TASK 1 - List every single-letter variable name used in the forum post about finding the median of two sorted arrays.

DOCUMENT SECTION -
'''

I was trying to solve the problem by a method similar to that used in the matrix median since two arrays can be considered as a 2*N matrix. But I don’t know how to handle the case when (m+n) i.e. the sum of the number of elements of the two array, is even. Here is my code when m+n is odd-
double Solution::findMedianSortedArrays(const vector<int> &A, const vector<int> &B) {
// Do not write main() function.
// Do not read input, instead use the arguments to the function.

'''

TASK 2 - Put the lines of the records into a JSON list of strings, one string per line and no blank lines, starting at the first line of the records and ending with the line containing "[[[152,335],[234,280],[143,134],[61,180],[71,274]]]".

PROVIDED RECORDS -
'''

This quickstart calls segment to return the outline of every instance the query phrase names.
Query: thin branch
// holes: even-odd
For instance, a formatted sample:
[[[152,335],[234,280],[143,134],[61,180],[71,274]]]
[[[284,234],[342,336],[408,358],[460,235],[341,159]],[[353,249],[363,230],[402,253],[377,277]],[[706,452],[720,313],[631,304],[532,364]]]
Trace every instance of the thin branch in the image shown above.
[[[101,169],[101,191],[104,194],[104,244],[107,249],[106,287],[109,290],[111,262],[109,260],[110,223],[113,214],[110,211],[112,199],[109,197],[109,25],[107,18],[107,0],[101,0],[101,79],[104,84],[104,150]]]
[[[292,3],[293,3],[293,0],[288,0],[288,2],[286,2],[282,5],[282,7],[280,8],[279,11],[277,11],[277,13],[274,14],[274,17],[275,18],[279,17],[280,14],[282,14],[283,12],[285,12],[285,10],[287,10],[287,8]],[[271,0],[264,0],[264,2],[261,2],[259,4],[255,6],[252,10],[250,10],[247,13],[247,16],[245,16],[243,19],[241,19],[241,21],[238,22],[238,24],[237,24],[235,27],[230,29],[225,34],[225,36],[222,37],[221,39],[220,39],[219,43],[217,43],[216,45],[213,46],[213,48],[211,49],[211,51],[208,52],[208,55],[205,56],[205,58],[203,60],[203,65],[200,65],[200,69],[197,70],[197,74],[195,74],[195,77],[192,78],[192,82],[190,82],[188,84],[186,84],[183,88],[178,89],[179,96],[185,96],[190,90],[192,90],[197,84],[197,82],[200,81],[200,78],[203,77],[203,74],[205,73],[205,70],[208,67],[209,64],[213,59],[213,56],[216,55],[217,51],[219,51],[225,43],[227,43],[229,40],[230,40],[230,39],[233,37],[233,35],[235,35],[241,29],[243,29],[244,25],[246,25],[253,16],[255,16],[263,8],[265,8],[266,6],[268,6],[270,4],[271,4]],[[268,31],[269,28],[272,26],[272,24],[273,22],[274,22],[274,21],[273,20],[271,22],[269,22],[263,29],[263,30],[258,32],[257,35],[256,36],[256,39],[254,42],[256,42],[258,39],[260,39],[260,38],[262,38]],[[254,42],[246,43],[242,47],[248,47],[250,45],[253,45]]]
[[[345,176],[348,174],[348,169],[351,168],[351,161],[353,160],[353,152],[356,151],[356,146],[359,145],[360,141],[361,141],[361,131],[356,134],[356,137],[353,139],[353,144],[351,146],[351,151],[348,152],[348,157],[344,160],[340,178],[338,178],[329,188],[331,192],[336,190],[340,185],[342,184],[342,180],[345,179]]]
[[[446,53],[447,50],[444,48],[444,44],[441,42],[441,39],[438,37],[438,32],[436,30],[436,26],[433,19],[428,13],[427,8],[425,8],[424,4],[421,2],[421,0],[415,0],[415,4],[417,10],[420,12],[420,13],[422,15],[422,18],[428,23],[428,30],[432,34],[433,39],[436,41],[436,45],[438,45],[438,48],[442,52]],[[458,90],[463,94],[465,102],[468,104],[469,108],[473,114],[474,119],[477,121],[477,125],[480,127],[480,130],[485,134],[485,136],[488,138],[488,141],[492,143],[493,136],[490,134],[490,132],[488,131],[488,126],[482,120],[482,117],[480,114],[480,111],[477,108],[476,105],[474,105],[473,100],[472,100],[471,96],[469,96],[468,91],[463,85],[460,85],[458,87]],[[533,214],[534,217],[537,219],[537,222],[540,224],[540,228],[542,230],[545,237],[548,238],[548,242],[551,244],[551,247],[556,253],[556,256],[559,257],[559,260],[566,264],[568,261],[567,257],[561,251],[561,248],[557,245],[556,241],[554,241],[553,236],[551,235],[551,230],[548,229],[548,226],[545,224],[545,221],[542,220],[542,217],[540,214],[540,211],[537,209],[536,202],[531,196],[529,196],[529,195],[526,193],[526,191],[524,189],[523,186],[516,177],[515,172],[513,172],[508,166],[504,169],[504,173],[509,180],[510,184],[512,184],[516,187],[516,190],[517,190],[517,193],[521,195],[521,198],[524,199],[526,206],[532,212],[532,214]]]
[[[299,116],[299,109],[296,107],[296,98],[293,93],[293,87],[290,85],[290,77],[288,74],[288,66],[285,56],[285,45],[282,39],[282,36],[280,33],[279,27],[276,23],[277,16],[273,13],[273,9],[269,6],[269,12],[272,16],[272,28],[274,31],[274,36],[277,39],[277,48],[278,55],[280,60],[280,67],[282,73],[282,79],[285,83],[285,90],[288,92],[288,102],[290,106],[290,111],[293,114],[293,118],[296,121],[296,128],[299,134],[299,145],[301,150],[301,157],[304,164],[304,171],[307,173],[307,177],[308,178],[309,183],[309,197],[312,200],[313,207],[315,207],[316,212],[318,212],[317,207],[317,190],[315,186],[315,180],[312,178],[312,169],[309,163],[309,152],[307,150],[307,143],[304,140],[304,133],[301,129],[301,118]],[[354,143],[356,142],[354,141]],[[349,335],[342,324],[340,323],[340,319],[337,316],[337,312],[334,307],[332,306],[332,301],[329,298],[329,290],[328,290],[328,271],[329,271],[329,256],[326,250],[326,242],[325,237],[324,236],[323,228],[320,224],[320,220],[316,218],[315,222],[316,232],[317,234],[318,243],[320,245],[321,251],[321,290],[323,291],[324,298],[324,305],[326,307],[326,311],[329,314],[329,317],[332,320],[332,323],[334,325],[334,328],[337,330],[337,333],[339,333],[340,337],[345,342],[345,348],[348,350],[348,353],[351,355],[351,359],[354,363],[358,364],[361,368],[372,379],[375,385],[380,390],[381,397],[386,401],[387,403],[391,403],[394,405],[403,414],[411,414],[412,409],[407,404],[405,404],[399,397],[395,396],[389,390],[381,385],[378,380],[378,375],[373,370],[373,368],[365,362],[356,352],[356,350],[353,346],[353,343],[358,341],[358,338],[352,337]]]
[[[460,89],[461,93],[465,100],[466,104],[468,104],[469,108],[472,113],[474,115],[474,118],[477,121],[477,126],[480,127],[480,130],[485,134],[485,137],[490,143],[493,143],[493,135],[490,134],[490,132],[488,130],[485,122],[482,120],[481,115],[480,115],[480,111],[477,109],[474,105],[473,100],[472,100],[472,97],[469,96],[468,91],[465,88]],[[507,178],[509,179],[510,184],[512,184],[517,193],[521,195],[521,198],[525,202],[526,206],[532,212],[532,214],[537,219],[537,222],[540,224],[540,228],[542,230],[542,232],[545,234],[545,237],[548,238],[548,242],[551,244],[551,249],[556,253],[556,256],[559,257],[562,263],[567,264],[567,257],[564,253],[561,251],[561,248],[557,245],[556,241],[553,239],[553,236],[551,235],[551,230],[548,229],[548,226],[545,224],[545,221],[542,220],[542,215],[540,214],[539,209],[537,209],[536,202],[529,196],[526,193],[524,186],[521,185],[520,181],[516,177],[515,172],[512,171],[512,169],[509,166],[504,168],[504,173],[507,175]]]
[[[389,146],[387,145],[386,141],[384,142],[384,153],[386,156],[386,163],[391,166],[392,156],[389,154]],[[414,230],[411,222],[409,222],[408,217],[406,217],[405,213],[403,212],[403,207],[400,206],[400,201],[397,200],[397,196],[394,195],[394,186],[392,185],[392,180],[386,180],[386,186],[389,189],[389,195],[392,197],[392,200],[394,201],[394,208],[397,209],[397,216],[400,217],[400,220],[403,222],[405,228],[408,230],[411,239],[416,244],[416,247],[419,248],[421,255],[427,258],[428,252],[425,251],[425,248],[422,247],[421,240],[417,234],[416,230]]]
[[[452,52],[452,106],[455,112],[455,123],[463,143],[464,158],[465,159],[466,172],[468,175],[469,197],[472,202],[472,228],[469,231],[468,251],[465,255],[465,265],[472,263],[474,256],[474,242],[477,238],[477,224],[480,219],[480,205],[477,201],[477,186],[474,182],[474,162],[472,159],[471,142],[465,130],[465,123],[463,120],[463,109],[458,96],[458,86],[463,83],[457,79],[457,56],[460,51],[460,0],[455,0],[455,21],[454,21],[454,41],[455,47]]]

'''

PROBLEM SOLUTION 1 - m, n, N, A, B

PROBLEM SOLUTION 2 -
[
  "This quickstart calls segment to return the outline of every instance the query phrase names.",
  "Query: thin branch",
  "// holes: even-odd",
  "For instance, a formatted sample:",
  "[[[152,335],[234,280],[143,134],[61,180],[71,274]]]"
]